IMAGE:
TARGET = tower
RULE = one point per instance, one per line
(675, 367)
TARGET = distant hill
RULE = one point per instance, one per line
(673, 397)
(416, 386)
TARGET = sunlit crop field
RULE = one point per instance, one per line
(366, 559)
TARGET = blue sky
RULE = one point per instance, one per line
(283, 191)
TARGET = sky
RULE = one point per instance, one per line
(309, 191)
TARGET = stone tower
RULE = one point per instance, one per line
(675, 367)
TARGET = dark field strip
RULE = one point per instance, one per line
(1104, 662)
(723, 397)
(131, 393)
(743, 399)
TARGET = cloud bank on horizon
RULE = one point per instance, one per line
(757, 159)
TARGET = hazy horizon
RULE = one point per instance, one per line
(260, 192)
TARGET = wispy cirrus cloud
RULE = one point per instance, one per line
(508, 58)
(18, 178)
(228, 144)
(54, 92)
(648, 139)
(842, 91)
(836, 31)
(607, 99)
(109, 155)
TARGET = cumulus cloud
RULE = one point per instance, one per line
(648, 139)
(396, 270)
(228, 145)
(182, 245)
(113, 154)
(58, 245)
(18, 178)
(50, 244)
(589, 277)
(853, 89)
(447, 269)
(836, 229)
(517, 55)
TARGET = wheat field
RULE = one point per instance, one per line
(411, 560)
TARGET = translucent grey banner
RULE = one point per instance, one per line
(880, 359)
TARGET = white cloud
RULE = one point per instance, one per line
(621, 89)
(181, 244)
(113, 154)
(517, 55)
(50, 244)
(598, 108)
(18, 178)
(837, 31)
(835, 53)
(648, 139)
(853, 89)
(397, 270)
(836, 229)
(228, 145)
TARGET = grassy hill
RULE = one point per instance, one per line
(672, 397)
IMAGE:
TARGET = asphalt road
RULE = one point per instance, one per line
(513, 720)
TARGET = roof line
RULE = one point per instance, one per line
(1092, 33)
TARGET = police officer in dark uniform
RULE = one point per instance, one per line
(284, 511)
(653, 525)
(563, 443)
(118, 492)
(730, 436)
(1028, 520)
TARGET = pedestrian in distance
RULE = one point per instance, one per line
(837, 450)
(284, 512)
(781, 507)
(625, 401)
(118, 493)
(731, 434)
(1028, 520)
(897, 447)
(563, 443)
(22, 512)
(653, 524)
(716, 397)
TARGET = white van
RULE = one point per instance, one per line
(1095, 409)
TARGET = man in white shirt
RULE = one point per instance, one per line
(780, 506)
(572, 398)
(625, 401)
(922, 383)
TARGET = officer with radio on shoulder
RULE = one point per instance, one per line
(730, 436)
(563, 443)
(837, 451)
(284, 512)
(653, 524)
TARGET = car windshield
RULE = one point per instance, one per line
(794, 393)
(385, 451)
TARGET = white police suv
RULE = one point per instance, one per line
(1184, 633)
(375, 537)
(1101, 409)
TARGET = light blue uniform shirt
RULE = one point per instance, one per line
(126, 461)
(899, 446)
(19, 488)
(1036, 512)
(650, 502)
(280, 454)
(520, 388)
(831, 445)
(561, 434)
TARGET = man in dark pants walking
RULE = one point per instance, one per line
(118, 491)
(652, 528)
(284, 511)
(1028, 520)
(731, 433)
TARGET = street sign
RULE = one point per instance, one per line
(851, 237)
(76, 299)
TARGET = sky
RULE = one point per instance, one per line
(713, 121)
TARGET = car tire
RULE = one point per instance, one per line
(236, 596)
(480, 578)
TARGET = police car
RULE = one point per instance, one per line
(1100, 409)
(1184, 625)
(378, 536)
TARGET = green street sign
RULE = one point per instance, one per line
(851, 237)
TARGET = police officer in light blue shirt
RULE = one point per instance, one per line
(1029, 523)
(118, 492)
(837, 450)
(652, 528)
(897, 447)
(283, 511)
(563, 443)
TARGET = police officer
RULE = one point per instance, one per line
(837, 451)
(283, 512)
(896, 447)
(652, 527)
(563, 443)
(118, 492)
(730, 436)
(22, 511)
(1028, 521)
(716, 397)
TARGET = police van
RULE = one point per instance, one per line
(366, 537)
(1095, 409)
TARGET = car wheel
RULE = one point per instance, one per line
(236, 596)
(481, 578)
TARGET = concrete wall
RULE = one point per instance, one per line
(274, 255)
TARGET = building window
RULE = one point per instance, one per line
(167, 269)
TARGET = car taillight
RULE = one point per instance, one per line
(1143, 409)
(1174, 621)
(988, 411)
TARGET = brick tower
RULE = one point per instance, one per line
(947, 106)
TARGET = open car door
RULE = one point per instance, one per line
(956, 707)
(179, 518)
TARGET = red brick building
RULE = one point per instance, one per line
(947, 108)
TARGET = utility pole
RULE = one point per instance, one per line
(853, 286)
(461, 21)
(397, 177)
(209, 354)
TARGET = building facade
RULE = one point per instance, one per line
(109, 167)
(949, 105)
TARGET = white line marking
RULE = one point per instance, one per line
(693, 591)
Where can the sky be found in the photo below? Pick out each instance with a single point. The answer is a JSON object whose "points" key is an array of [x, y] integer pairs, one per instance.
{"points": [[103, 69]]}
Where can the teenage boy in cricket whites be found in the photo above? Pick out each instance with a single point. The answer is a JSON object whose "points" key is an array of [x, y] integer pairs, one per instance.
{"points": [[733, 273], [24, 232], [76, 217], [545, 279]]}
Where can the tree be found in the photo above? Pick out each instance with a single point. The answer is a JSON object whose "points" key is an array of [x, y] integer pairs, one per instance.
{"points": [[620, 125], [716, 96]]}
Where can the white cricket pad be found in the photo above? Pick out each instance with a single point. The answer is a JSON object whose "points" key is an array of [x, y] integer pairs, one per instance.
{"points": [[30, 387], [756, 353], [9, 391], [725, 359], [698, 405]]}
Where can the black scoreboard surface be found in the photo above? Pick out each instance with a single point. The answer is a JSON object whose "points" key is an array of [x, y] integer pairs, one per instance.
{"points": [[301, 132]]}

★ ★ ★ ★

### TASK OBJECTIVE
From the material above, gather all lines that include the string "brick" and copy them.

### ANSWER TO THIS EXERCISE
TARGET = brick tower
TARGET = red brick building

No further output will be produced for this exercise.